===== TASK INPUT =====

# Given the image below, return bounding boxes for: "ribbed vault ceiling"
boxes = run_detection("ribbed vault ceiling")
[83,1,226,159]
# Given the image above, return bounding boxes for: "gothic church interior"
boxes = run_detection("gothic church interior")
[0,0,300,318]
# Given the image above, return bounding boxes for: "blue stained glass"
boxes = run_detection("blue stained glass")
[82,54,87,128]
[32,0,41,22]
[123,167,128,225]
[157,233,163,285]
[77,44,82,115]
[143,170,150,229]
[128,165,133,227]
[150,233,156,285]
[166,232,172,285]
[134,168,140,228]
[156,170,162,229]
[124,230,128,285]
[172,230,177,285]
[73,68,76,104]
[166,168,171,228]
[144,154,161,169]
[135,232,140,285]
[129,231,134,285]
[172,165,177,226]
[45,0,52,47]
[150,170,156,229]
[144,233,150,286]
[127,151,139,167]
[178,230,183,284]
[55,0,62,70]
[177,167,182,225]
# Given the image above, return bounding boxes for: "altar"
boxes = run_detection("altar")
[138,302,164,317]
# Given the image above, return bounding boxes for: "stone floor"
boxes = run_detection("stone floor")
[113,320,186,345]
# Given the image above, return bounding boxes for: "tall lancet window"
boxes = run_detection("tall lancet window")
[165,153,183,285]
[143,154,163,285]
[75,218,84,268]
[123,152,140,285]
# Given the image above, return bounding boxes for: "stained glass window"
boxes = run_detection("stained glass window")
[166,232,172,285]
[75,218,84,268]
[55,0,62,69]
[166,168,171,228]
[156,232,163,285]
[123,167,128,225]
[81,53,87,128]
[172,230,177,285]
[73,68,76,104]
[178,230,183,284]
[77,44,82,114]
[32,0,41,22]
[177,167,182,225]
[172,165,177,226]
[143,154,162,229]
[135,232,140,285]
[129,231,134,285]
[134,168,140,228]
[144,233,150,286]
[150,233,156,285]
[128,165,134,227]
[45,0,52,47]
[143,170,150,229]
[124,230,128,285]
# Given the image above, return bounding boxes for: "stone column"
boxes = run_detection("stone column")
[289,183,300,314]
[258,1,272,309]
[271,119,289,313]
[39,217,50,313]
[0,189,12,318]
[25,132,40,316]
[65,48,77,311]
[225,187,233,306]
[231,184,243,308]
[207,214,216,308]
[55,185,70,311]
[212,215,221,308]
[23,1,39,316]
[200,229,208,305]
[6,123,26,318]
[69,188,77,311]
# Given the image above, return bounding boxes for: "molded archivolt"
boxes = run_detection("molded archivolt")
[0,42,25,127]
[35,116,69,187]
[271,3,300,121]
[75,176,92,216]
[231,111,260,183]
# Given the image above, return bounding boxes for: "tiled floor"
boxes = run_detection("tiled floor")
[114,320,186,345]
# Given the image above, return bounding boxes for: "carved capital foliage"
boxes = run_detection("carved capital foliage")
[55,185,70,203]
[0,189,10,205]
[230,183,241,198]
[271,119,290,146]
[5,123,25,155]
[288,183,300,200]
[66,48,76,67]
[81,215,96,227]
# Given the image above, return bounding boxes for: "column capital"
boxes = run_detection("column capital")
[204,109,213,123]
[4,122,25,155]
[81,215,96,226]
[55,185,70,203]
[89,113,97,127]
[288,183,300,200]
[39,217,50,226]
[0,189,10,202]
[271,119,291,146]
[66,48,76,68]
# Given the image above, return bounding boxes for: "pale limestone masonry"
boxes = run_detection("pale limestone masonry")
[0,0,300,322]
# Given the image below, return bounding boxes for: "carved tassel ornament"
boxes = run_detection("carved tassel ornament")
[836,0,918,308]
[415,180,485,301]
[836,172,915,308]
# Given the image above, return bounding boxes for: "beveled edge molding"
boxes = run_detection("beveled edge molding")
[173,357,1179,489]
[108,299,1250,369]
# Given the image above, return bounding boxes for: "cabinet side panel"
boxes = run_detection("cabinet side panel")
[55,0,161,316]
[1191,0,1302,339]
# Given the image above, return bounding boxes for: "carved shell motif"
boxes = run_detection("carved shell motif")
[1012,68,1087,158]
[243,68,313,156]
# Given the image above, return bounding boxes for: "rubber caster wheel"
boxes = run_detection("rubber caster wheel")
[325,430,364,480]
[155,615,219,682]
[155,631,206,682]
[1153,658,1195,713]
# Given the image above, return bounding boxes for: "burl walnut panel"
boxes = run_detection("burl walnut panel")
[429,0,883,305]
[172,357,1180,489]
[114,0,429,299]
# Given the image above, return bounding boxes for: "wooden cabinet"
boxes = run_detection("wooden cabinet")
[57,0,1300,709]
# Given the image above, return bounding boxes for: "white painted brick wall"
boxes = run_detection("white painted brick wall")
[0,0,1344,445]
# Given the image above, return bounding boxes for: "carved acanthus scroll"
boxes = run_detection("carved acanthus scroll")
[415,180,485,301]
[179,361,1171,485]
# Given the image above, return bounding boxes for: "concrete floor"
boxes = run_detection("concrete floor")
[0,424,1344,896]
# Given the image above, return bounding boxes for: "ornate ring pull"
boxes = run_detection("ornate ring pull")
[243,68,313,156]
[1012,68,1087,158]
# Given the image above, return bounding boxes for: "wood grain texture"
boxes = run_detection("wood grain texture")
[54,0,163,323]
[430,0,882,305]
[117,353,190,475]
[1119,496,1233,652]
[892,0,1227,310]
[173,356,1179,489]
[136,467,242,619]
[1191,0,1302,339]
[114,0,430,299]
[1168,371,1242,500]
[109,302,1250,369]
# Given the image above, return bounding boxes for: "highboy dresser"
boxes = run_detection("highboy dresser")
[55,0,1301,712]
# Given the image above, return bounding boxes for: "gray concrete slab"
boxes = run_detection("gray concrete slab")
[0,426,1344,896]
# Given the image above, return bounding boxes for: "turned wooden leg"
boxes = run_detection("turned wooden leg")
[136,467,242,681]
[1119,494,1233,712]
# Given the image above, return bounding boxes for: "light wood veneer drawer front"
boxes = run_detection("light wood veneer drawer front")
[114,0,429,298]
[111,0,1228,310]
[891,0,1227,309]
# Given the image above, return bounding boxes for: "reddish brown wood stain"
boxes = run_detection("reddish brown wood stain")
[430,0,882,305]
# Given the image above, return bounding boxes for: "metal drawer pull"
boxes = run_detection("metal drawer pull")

=====

* WHAT IS REQUIRED: Identify every line in the records above that contains the word "painted", and copy each such line in full.

* RESULT:
# Given the image above, return bounding boxes for: "white painted brick wall"
boxes = run_detection("white painted brick wall")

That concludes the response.